REALITA KEHIDUPAN SEORANG PEMULUNG

Pekerjaannya mencari barang bekas, membuat sebagian besar orang menganggap remeh pemulung. Bagaimana tidak? Mereka mengorek tempat sampah untuk mendapatkan barang bekas yang masih memiliki nilai jual. Namun, berkat kehadirannya pula, lingkungan dapat terbebas dari barang bekas yang bila dibiarkan bisa menjadi sampah. Mereka juga membantu pemerintah dalam mengelola sampah. Tak hanya itu, hasil pekerjaannya mereka juga menjadi tumpuan bagi keluarganya.

FAUZI ALBANTANI – Serang

Selepas subuh, saat aktivitas masih sepi, tempat-tempat yang ramai pada siang atau malam hari di Serang dipenuhi pemulung yang berburu barang bekas. Suasana ini terlihat di kawasan Pasar Lama dan Pasar Rau. Mereka memungut apa saja yang masih bisa dijual, yang tercecer di jalan. Bermodalkan karung yang dipanggul, mereka memungut kardus, plastik atom, atau besi jika ada.
Tak hanya itu, mereka juga tidak sungkan-sungkan mengorek tempat sampah yang mengeluarkan aroma yang tak sedap. Dengan teliti, pemulung mengambil barang bekas jika ada. Jika tidak ada, mereka beranjak ke tempat sampah lainnya sambil berharap dapat menemukan barang bekas yang dapat dijual kembali.
Sekarung, mereka dapat membawa 5 hingga 15 kilogram setiap hari. Dalam sekejap, jalanan yang biasanya ramai itu tampak terbebas dari sampah yang kardus atau plastik.
Selain menggunakan karung, ada juga pemulung yang menggunakan gerobak mirip becak. Namun, untuk berburu barang bekas, mereka tak hanya berkeliling mencari di jalan. Tapi juga kerap menawarkan ke rumah-rumah warga yang memiliki barang bekas. Mereka menawar kardus, plastik, atau besi yang dimiliki warga dengan cara membeli. Untuk kardus, pemulung menawarkan dengan harga Rp 500 per kilogram. Plastik, mereka menawar dengan harga kurang lebih Rp 1.000 per kilogram. Sedangkan besi, mereka berani membeli dengan harga Rp 1.000 per kilogram.
════════════════════
## Soal a
Susunlah semua baris catatan, mulai dari baris yang memuat "Please inspect the picture provided and identify severed" hingga baris yang memuat "[1005,36,1024,454]", termasuk kedua baris tersebut, menjadi tabel Markdown berkolom Nomor dan Isi Baris. Baris kosong tidak perlu dimasukkan.
════════════════════
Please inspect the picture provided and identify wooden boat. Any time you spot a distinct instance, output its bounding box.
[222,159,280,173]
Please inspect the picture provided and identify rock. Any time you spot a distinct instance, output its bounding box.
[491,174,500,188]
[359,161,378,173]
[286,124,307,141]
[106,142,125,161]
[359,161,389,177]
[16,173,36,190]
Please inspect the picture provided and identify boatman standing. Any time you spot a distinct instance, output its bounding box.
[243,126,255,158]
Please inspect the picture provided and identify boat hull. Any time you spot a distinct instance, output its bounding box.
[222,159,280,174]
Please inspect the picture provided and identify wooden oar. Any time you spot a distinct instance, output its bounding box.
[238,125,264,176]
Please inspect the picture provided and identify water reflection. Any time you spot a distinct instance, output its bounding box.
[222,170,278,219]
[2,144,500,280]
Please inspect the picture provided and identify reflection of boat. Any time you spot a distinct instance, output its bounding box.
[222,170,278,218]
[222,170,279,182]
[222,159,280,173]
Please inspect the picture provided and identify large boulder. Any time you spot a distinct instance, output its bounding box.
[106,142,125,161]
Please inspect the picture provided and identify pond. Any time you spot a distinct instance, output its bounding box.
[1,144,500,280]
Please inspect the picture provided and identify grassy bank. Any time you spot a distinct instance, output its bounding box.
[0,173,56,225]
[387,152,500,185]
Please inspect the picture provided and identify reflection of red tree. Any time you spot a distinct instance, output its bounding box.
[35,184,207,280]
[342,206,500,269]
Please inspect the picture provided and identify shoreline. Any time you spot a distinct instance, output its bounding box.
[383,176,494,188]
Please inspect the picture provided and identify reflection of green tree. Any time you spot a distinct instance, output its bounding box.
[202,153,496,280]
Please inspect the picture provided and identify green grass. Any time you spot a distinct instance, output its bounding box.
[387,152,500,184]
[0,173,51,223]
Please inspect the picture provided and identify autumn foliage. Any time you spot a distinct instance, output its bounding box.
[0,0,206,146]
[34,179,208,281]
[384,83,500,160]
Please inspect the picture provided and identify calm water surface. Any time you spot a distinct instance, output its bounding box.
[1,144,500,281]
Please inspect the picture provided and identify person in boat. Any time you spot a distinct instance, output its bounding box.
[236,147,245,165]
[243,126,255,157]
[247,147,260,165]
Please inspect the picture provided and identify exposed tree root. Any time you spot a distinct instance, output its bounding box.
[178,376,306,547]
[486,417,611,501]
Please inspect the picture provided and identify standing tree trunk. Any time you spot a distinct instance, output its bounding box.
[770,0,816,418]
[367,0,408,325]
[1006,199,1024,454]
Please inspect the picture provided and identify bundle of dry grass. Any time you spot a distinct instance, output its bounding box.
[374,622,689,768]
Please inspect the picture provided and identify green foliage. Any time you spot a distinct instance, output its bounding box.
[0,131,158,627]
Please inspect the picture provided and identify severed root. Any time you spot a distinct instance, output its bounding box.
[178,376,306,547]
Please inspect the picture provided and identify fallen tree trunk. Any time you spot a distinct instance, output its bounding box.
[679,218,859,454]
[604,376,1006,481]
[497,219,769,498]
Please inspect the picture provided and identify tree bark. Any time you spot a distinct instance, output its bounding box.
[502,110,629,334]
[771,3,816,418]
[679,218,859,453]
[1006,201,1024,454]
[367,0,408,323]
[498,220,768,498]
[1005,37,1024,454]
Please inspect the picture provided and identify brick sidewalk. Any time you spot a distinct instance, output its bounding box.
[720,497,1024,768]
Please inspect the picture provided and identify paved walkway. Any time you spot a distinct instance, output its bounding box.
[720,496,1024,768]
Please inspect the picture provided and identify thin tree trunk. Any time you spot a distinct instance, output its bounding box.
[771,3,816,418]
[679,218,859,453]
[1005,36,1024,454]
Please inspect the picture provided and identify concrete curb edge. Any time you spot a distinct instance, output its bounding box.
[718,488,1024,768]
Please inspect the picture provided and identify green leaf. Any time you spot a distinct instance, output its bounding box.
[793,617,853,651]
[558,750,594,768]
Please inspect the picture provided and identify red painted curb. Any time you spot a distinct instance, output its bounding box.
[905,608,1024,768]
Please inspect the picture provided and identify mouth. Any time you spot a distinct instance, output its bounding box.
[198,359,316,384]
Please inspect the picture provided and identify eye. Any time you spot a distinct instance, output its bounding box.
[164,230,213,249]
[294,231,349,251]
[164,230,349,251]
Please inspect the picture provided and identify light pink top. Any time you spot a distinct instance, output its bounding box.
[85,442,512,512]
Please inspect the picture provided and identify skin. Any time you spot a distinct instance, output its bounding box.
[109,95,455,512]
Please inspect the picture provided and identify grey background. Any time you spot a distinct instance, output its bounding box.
════════════════════
## Soal b
Jawablah pertanyaan berikut berdasarkan teks tentang pemulung.
(i) Di kawasan mana saja suasana pemulung berburu barang bekas selepas subuh terlihat?
(ii) Berapa kilogram barang bekas yang dapat dibawa pemulung dalam sekarung setiap hari?
(iii) Dengan harga berapa pemulung menawar kardus milik warga?

## Pembahasan a
| Nomor | Isi Baris |
|---|---|
| 1 | Please inspect the picture provided and identify severed root. Any time you spot a distinct instance, output its bounding box. |
| 2 | [178,376,306,547] |
| 3 | Please inspect the picture provided and identify fallen tree trunk. Any time you spot a distinct instance, output its bounding box. |
| 4 | [679,218,859,454] |
| 5 | [604,376,1006,481] |
| 6 | [497,219,769,498] |
| 7 | Please inspect the picture provided and identify tree bark. Any time you spot a distinct instance, output its bounding box. |
| 8 | [502,110,629,334] |
| 9 | [771,3,816,418] |
| 10 | [679,218,859,453] |
| 11 | [1006,201,1024,454] |
| 12 | [367,0,408,323] |
| 13 | [498,220,768,498] |
| 14 | [1005,37,1024,454] |
| 15 | Please inspect the picture provided and identify brick sidewalk. Any time you spot a distinct instance, output its bounding box. |
| 16 | [720,497,1024,768] |
| 17 | Please inspect the picture provided and identify paved walkway. Any time you spot a distinct instance, output its bounding box. |
| 18 | [720,496,1024,768] |
| 19 | Please inspect the picture provided and identify thin tree trunk. Any time you spot a distinct instance, output its bounding box. |
| 20 | [771,3,816,418] |
| 21 | [679,218,859,453] |
| 22 | [1005,36,1024,454] |

## Pembahasan b
(i) Di kawasan Pasar Lama dan Pasar Rau.
(ii) Antara 5 hingga 15 kilogram setiap hari.
(iii) Rp 500 per kilogram.